(Gestellte Aufgabe): Geben Sie an, in wie vielen Zeilen der folgenden Einträge die Zeichenfolge „dark“ vorkommt. Nennen Sie ausschließlich die Zahl.

(Daten zur Übung):
#####

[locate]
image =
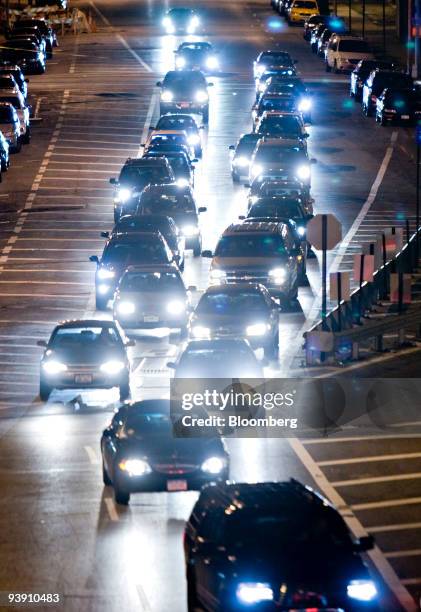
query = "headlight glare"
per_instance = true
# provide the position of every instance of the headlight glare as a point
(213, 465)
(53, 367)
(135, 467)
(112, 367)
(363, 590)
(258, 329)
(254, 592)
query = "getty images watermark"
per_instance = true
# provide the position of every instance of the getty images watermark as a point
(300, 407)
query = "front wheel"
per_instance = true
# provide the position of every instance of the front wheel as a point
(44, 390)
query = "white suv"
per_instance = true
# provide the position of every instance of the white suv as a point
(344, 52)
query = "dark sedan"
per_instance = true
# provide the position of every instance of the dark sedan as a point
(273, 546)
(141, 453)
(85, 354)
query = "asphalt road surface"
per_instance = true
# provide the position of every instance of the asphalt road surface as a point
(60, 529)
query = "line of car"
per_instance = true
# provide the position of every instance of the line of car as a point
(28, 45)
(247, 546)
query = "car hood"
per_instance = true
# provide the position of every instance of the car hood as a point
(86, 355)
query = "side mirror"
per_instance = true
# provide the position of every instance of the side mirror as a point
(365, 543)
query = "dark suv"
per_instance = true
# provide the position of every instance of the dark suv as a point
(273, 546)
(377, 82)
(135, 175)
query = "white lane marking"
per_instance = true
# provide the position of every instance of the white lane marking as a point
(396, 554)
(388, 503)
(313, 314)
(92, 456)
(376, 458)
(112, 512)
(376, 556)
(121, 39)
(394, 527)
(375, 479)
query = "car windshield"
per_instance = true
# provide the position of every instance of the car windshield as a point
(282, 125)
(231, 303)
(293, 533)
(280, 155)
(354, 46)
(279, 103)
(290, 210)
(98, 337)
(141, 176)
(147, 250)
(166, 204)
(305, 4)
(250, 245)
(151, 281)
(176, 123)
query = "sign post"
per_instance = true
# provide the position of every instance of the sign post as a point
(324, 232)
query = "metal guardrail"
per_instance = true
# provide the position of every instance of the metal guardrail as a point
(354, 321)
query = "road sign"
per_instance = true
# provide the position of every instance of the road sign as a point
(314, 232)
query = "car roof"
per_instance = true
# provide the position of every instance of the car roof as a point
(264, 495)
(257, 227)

#####

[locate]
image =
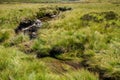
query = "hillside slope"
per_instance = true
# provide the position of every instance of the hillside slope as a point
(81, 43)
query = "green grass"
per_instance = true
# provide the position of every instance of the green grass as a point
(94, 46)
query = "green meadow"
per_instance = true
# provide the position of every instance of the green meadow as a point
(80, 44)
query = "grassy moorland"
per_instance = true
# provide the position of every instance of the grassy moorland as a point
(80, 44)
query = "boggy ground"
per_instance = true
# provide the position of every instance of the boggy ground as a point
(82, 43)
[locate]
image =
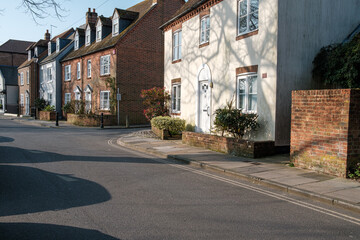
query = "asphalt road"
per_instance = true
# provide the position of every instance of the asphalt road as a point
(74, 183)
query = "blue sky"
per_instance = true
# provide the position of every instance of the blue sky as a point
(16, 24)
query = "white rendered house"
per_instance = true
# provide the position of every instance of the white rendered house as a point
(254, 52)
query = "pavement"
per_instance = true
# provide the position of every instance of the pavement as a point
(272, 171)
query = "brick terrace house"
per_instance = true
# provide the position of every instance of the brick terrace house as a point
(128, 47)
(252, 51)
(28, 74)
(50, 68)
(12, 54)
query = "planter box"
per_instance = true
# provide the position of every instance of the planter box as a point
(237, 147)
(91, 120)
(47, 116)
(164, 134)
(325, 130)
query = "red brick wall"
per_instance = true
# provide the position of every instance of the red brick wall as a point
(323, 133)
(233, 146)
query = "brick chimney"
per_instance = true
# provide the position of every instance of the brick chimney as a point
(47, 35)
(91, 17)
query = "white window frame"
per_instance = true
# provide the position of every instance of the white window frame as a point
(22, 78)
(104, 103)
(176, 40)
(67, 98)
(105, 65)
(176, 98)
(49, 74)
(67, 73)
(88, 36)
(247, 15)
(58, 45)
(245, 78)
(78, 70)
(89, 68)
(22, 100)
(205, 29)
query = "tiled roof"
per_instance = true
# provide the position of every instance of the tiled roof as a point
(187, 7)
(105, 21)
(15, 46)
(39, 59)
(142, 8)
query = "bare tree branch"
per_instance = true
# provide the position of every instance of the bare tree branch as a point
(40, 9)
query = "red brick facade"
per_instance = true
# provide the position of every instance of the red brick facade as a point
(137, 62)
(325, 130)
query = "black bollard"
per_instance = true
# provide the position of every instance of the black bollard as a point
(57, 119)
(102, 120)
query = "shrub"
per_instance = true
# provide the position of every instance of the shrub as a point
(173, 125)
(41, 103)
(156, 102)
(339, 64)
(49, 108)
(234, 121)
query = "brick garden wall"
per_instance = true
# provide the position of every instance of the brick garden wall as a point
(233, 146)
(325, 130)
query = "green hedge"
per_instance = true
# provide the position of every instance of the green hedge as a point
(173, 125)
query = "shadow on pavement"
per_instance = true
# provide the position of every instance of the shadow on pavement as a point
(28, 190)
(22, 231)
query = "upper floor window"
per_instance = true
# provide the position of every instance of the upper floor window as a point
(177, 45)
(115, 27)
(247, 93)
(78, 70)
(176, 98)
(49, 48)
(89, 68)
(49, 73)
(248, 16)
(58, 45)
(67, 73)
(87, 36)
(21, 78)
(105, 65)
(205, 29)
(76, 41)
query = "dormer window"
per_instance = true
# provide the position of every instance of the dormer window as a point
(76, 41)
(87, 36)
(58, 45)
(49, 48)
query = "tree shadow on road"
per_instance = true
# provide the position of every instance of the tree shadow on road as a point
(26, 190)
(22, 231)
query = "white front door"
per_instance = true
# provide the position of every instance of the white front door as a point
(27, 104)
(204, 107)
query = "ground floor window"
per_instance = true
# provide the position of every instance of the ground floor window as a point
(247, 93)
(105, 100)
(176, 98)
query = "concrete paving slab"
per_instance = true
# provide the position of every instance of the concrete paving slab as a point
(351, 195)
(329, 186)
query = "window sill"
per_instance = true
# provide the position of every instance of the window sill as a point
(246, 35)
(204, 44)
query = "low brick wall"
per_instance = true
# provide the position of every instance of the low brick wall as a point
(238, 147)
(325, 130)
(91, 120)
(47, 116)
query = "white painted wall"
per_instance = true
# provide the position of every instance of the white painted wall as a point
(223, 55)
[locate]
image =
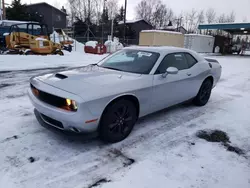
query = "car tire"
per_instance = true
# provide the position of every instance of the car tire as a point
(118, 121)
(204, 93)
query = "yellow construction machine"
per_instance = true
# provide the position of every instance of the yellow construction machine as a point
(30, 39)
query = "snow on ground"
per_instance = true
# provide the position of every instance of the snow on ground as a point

#####

(Endgültige Antwort): 4